▶ 読解用抜粋:
正しく、品よく、心をこめて 質の高い医療と心のこもったケアを提供する
◎正しく、品よく、心をこめて
当院のモットーである「正しく、品よく、心をこめて」は、病院のシンボルマークでもある3枚の葉でも表現されています。
「正しく」というのはつまり、正しい医学的な知識であり、正しい技術や医療の質を指します。この点について、医療においては多くの疾患治療ガイドラインが存在します。もちろん、ガイドラインを学ぶことは非常に重要なことですが、それがすべてではありません。
というのも、ガイドラインの基礎になっているデータの多くは、大規模臨床試験の結果から抽出されたものであることに留意してほしいのです。これらのデータはさまざまな合併症を有する患者さんを排除したものであり、いわゆるチャンピオンデータ(望ましい結果に合致するデータ)と呼ばれる可能性のあるものです。
患者さんにはそれぞれに個人差があるので、すべての人にガイドラインが当てはまるとは限りません。ガイドラインやクリティカルパスについて無批判に受け入れるべきではなく、患者さんそれぞれにとって最適な治療法を考える必要があるのです。
「品よく」というのは、少し理解しにくい表現かもしれません。私はこの言葉に、医療倫理という意味を込めました。医療倫理の4原則は、自律尊重原則、無危害原則、善行原則、正義原則からなり、この原則を意識しながら診療を行うことが重要です。
三つ目の「心をこめて」とは、心をこめて患者さんを診療し、ケアにあたることを指します。熱意が患者さんに伝わり、闘病心を鼓舞するような医療者になることが理想だと考えます。

▶ 領域指示データ:
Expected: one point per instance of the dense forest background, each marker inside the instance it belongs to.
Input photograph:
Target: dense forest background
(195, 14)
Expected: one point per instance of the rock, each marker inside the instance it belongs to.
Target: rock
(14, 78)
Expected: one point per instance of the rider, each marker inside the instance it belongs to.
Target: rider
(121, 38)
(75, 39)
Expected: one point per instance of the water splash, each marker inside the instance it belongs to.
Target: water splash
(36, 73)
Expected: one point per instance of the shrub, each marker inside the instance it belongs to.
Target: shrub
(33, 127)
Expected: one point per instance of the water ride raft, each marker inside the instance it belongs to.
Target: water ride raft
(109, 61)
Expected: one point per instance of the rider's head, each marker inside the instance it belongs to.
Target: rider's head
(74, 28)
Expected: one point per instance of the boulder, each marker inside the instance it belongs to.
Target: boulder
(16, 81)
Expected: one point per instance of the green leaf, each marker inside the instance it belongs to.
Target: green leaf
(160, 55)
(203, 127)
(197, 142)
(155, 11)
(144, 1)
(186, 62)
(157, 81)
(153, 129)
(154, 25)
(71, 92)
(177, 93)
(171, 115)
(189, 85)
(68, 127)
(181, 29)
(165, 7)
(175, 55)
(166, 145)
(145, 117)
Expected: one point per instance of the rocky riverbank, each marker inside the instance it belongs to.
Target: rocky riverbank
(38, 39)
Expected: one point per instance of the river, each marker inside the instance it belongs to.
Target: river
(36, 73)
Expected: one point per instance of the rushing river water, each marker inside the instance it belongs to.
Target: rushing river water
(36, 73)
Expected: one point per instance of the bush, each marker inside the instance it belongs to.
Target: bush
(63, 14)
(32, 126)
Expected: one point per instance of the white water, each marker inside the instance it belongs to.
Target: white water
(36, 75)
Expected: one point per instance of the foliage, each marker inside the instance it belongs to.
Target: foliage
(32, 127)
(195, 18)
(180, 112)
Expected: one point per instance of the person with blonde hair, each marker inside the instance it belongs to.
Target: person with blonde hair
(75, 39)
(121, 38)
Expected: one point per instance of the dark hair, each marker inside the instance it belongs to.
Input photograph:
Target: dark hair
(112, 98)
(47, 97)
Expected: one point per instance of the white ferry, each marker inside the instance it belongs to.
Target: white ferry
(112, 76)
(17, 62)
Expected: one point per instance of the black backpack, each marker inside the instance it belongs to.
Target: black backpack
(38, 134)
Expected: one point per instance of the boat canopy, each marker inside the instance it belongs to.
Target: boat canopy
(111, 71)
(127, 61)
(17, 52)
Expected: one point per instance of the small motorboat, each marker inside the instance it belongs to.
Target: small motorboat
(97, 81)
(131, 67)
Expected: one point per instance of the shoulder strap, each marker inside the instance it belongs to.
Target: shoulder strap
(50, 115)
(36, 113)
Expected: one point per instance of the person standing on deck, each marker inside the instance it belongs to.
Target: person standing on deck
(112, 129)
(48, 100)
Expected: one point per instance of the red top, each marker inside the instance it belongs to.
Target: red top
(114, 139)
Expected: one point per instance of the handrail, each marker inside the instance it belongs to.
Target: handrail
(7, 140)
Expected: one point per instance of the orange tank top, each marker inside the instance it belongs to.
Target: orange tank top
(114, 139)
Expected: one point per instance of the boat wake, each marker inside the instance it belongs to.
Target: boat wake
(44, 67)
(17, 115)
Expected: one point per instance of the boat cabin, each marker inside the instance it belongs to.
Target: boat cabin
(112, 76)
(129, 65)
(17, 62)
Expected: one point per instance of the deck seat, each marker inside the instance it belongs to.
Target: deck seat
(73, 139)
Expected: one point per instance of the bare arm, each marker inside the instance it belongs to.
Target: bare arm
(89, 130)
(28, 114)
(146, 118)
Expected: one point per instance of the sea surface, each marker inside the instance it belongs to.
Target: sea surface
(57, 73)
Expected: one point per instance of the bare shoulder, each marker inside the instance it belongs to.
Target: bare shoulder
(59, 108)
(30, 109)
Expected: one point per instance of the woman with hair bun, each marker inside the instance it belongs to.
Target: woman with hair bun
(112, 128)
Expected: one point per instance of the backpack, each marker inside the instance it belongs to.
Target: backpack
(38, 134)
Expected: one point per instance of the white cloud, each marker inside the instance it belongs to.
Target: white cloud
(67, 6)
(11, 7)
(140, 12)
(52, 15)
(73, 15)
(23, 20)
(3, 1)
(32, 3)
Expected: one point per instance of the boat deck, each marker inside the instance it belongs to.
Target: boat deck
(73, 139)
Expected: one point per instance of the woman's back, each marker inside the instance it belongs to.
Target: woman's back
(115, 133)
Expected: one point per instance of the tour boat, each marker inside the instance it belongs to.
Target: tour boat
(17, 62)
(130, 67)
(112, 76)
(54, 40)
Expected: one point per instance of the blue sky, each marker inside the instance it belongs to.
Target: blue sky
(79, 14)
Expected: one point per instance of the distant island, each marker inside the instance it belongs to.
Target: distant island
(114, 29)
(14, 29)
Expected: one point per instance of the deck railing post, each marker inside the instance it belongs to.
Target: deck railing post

▶ 課題の内容: 病院のモットー「正しく、品よく、心をこめて」を説明した文章を、示された最後の文の後から書き継ぎなさい。

▶ 記述解答:
昨年4月の入職式の際には三つのモットーの意味を説明するとともに、桜の話をしました。桜は非常に美しいが、一瞬で散ります。そのはかなさが日本人に愛されるゆえんでもありますが、ちょうど4月1日は桜が満開でした。院内や近隣の桜の名所を紹介しつつ、入職した方は当院で大きな花を咲かせてほしいとエールを送りました。
職員それぞれが大きな花、すなわち自分の目標を常に意識しながら活躍することが、そのまま大阪医療センターが地域に愛される病院に成長することにつながるということでもあります。そういった日々の積み重ねの先に、名実ともに国内でも有数の病院になるという未来があるのです。
国立病院機構は2015年に非公務員化されましたが、国が提供すべき医療、すなわち政策医療を担っていることになんら変わりはありません。
当院では、三大疾患である、がん、心臓病、脳卒中をはじめとした広い領域の疾患に対応しており、患者さんに高度で総合的な医療を提供するため、病院すべての能力を結集して職員が昼夜を問わず取り組んでいます。
その中には、エイズやC型肝炎などの感染症や高度救命救急医療、災害医療も含まれています。
これから提供される地域包括ケアシステムにおいては、地域における高度急性期医療や急性期医療を提供するとともに、地域とのつながりをますます深めたいと思います。
このミッションを達成するために、医師や医療者向けの「法円坂地域医療フォーラム」や「緩和ケアセミナー」、さらに市民向けの「大阪健康セミナー」などを定期的に開催しています。
また、未来の医療人を育てるために、中学生・高校生向けに「アドベンチャーHospital in 大阪医療センター」を毎年開催しています。
さらに、医師をはじめとする多くの医療職の育成にも力を注いでいます。医師の臨床研修病院の指定を受けており、数多くの大学医学部、医科大学、薬科大学、看護系大学などの養成機関から学生を受け入れ、実習の場を提供しています。加えて、複数の学会から専門医養成のための研修施設としての認定も受けています。
◎臨床研究を重視
臨床、教育とともに当院がはたすべき欠かせない機能として、臨床研究があります。
医療の発展のためには臨床に深く根差した研究を進めることが必要なことは言うまでもありません。当院は臨床研究センターを有しており、新薬や新しい医療機器の開発に欠かすことのできないプロセスである治験に積極的に取り組んでいます。国立病院機構140あまりの病院群のなかでも有数の研究センターでもあり、多くの国際的臨床試験にも参加して診療に役立つエビデンスを蓄積しています。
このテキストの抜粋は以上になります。